▸ **Exercise objective**: Retype each of the following rows word for word, with no changes.

Data extracted from a collection:
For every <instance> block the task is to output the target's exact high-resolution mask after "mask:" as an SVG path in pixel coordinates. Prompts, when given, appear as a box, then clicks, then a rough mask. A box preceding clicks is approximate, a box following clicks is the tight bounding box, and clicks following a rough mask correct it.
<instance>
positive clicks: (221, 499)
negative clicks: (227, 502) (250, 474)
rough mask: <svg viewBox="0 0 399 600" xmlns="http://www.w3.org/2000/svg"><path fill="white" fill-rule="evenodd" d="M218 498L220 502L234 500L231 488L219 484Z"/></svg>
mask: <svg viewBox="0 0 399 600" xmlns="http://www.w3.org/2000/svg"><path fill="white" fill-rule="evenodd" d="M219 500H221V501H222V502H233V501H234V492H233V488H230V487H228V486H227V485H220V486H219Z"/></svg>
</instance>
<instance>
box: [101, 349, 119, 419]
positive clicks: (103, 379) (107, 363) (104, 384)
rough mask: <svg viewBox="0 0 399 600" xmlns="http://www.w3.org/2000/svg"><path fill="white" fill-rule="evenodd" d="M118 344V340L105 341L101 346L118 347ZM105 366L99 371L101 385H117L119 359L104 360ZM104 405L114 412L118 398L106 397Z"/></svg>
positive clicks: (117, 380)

▸ **Written response**:
For every <instance> block the task is to output the target's exact high-resolution mask after "mask:" as an SVG path in pixel coordinates. Prompts, when given, appear as a box, then clicks, then a rough mask. A box preceding clicks is approximate, a box following clicks is the tight bounding box, and clicks following a rough mask correct it.
<instance>
positive clicks: (221, 499)
negative clicks: (227, 502) (250, 474)
rough mask: <svg viewBox="0 0 399 600" xmlns="http://www.w3.org/2000/svg"><path fill="white" fill-rule="evenodd" d="M218 498L220 502L234 500L231 488L219 484Z"/></svg>
mask: <svg viewBox="0 0 399 600" xmlns="http://www.w3.org/2000/svg"><path fill="white" fill-rule="evenodd" d="M219 500H221V501H222V502H233V501H234V492H233V488H230V487H228V486H227V485H220V486H219Z"/></svg>
</instance>
<instance>
box: [101, 349, 119, 419]
positive clicks: (103, 379) (107, 363) (104, 384)
rough mask: <svg viewBox="0 0 399 600" xmlns="http://www.w3.org/2000/svg"><path fill="white" fill-rule="evenodd" d="M118 344V340L105 341L101 346L118 347ZM105 366L99 371L101 385H117L119 359L104 360ZM104 405L114 412L118 398L106 397Z"/></svg>
positive clicks: (117, 380)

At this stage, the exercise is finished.